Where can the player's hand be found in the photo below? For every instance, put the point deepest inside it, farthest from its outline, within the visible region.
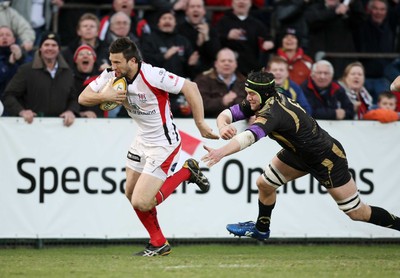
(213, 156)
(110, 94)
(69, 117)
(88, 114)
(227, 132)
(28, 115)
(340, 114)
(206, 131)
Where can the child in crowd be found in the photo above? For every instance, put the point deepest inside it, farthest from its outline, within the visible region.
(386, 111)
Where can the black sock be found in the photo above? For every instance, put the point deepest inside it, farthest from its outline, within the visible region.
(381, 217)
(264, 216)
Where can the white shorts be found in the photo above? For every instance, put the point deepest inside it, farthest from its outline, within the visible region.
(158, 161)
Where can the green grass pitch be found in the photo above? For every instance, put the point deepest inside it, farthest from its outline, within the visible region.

==

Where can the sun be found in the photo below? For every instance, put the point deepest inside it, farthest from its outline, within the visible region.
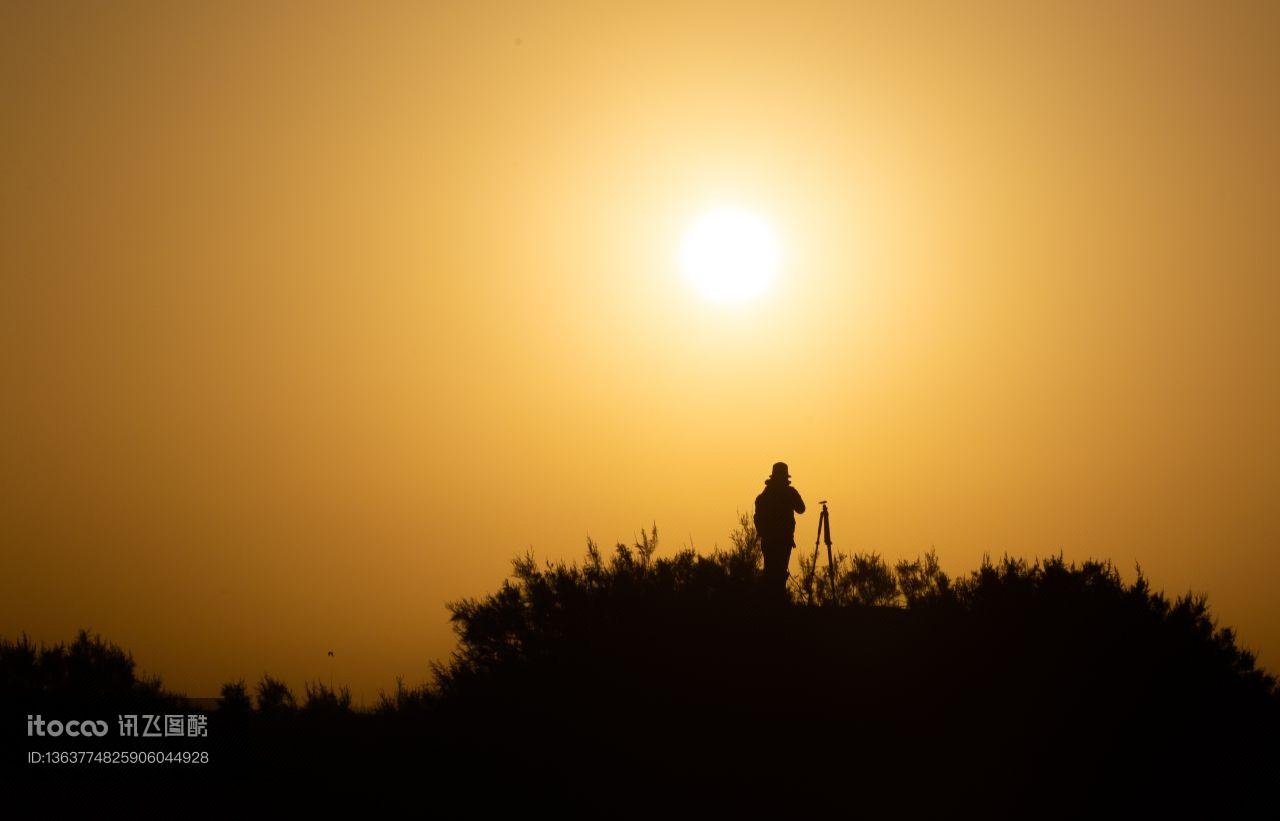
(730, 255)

> Your assignment:
Look above for the line holding "Where can the black" and the line holding "Where can the green". Retype both, and every line between them, word for word and nothing else.

> Response for this exercise:
Where can the black sock be found in the photo above? For every instance, put the point deepest inside it, farthest from its outline, within the visible region.
(381, 217)
(264, 216)
Where can the white shorts be found in the photo above? For every instance, put the point deepest inside it, farthest from its outline, within the visible region.
(158, 161)
Where can the green grass pitch be found in the photo above? For every instance, put the point deepest inside it, farthest from its outline, within the visible region.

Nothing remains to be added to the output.